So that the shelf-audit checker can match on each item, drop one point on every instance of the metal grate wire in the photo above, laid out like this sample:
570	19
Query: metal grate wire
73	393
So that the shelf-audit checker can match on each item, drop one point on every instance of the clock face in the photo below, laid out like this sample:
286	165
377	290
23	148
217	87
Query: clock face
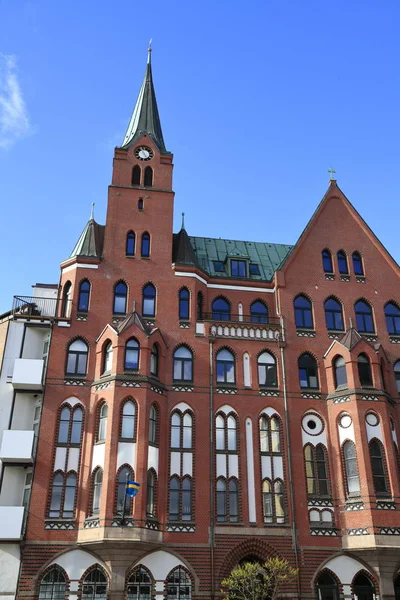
144	153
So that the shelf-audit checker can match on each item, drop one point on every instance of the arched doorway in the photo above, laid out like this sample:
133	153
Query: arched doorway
327	587
363	588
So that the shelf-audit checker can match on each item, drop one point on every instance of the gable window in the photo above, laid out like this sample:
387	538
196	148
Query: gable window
364	319
132	350
357	264
327	261
183	364
308	373
351	467
392	315
303	313
221	310
84	294
225	366
149	300
130	244
259	312
184	299
364	370
340	371
120	295
238	268
77	358
333	315
342	263
254	269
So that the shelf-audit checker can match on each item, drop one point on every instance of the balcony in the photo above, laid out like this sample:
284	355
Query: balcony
12	520
17	447
244	327
28	374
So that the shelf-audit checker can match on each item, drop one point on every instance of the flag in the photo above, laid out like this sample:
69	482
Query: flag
132	488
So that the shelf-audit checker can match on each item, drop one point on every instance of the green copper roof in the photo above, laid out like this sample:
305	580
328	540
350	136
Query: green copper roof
145	117
268	257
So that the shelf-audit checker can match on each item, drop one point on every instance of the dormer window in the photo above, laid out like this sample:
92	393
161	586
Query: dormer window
238	268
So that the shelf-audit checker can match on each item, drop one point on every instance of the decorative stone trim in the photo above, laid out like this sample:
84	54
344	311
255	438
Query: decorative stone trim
60	525
182	388
358	531
181	528
91	523
350	506
385	505
74	382
305	333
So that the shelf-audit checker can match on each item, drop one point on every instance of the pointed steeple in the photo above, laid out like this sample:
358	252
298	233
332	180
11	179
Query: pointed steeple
145	117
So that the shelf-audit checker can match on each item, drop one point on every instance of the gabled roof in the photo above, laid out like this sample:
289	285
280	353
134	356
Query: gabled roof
145	117
268	257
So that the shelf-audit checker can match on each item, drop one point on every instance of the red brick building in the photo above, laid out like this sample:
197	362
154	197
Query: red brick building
250	388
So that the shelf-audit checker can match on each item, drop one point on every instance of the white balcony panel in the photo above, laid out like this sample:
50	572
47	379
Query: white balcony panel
28	374
11	519
17	447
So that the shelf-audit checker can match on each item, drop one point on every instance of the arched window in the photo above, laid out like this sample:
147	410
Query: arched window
179	585
303	313
148	177
340	373
308	373
107	358
128	420
327	261
333	315
154	360
132	350
221	310
267	371
397	375
225	366
259	312
327	587
316	470
139	586
357	264
153	425
103	414
149	300
53	585
145	249
351	468
97	487
123	500
66	300
120	296
183	364
392	314
94	586
151	494
363	587
77	358
364	370
130	244
378	467
184	299
342	263
136	175
364	319
200	306
84	295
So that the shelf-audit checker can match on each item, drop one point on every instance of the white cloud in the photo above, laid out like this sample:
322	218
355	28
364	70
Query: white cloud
14	118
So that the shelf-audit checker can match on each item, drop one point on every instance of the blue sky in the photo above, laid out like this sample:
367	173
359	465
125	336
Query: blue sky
257	99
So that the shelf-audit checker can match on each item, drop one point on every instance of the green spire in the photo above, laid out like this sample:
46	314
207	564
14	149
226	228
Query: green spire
145	117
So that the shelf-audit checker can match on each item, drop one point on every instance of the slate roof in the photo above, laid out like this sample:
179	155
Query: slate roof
269	257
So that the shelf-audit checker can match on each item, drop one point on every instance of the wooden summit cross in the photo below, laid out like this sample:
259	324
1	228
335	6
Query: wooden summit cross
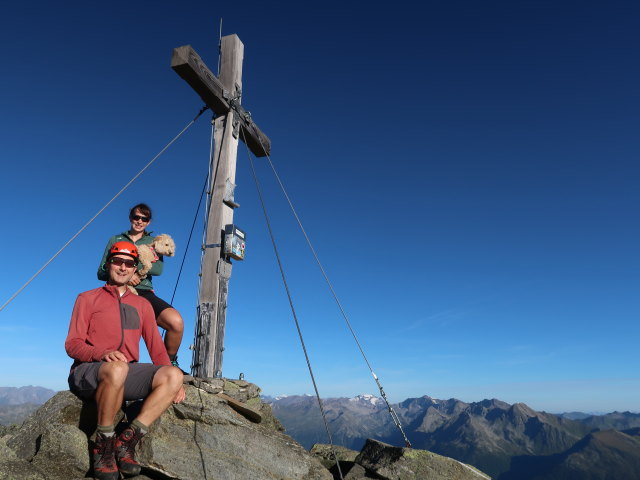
232	122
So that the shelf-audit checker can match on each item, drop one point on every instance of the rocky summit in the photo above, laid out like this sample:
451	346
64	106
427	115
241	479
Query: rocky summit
222	431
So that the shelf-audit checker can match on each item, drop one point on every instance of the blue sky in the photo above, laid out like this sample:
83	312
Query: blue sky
467	171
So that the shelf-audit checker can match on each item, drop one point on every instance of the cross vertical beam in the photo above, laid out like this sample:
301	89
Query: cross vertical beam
223	96
216	269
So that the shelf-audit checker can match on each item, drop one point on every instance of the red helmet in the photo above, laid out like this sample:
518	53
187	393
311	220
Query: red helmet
123	248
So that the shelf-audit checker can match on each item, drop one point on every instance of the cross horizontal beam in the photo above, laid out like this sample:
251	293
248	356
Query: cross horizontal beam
188	64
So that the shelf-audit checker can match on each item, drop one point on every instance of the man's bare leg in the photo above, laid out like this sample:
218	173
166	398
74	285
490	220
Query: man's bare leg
166	383
171	320
110	392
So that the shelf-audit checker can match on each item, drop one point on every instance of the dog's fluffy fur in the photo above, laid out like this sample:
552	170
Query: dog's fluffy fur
162	245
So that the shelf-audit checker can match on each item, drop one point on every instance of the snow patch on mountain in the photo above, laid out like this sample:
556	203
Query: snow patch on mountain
366	398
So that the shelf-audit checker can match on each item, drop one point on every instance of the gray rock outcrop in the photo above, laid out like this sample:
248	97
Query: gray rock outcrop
201	438
386	462
204	438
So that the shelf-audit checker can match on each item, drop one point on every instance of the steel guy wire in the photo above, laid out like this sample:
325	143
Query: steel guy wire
202	110
392	412
293	311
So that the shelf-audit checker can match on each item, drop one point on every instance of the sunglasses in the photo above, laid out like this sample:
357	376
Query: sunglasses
122	261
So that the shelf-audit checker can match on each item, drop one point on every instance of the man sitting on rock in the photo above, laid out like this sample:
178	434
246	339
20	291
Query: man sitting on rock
104	338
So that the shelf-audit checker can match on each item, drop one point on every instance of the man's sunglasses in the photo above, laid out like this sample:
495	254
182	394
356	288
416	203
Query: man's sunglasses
123	261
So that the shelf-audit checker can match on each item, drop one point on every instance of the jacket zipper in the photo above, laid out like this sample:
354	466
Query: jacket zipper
121	322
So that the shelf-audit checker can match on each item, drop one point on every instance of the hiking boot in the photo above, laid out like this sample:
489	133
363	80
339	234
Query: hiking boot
104	460
125	446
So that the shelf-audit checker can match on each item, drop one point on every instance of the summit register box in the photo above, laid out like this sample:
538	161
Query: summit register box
234	240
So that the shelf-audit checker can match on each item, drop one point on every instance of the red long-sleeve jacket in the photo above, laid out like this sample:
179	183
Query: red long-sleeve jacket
103	321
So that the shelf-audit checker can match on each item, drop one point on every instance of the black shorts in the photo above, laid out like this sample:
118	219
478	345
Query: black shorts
156	302
83	380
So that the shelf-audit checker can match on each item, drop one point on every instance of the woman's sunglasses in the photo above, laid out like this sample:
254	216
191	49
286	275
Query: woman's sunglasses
123	261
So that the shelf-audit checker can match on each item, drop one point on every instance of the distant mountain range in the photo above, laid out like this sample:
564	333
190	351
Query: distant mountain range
509	442
17	403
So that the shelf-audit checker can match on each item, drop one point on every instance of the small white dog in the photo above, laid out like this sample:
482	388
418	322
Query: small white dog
147	254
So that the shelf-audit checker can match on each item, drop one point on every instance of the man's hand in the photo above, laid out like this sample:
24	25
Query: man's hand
180	396
114	356
135	279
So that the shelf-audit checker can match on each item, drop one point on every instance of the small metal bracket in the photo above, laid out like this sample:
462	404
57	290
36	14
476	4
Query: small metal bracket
236	126
224	269
229	191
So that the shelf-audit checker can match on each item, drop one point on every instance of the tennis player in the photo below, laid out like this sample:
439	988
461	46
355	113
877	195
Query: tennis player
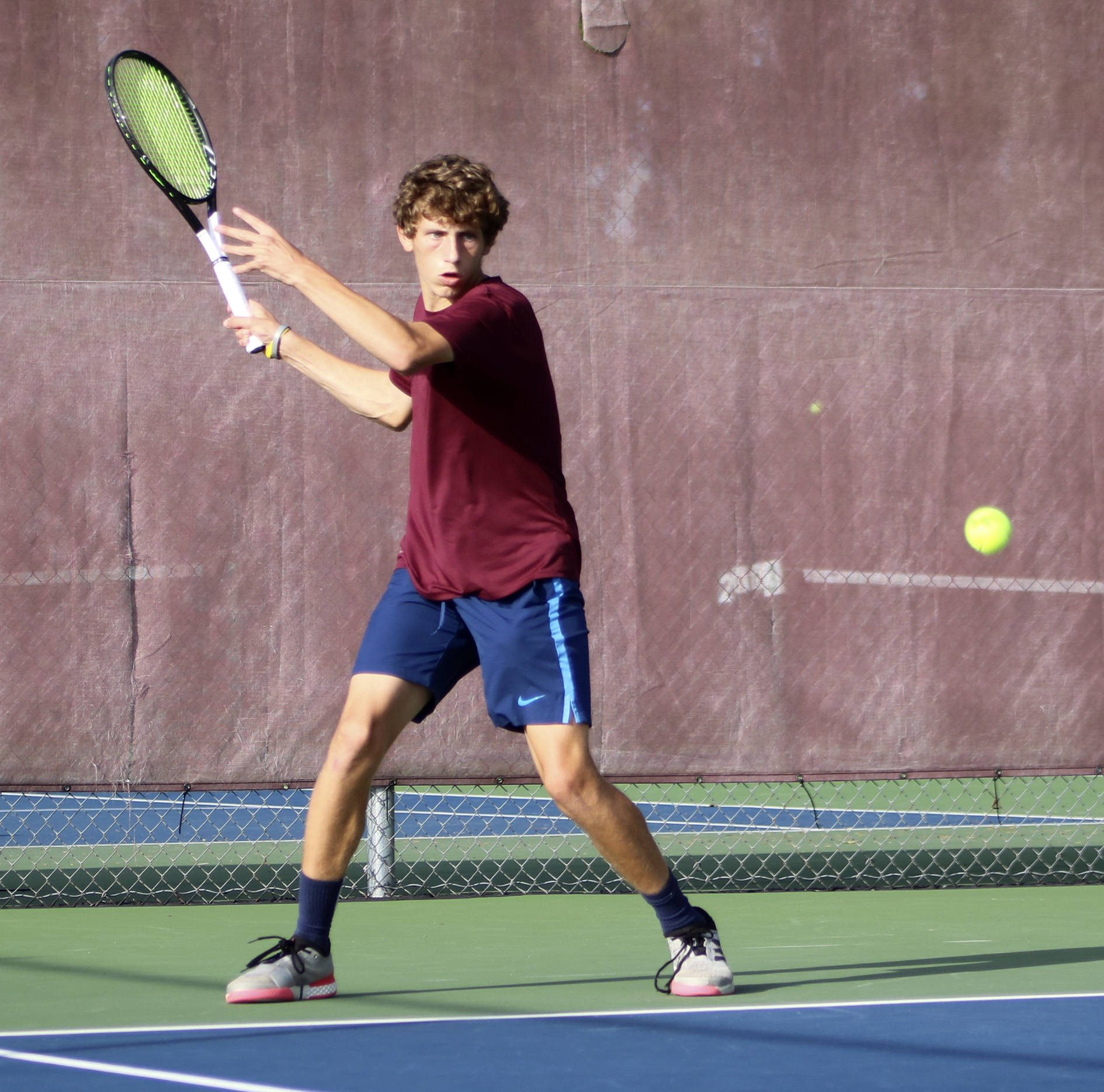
487	571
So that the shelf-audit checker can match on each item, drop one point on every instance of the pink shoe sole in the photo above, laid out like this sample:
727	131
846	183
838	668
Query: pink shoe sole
316	992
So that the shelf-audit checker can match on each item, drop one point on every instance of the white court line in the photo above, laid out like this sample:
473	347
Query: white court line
971	583
150	1074
706	1010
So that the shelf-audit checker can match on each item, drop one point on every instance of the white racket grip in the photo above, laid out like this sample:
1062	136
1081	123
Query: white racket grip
235	296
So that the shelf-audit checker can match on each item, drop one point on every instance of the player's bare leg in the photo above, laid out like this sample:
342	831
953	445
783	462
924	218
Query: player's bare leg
619	831
378	708
301	968
562	753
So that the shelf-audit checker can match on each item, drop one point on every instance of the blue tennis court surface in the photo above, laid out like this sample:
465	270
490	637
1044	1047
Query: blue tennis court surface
1008	1044
74	819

» **Work required**: Your answer should be all lines from the data that contain "below".

» **Result of this task**:
So that the shelf-audit checker can match on each item, drop one point on every instance of the clock face in the photo below, laid out like this sample:
So that the shelf-audit checker can match on each item, drop one point on every instance of the wooden summit cross in the photo below, laid out like this sample:
So that the shelf-audit checker can match on each item, drop one point on every instance of the tennis player in the photo below, laid out like this sample:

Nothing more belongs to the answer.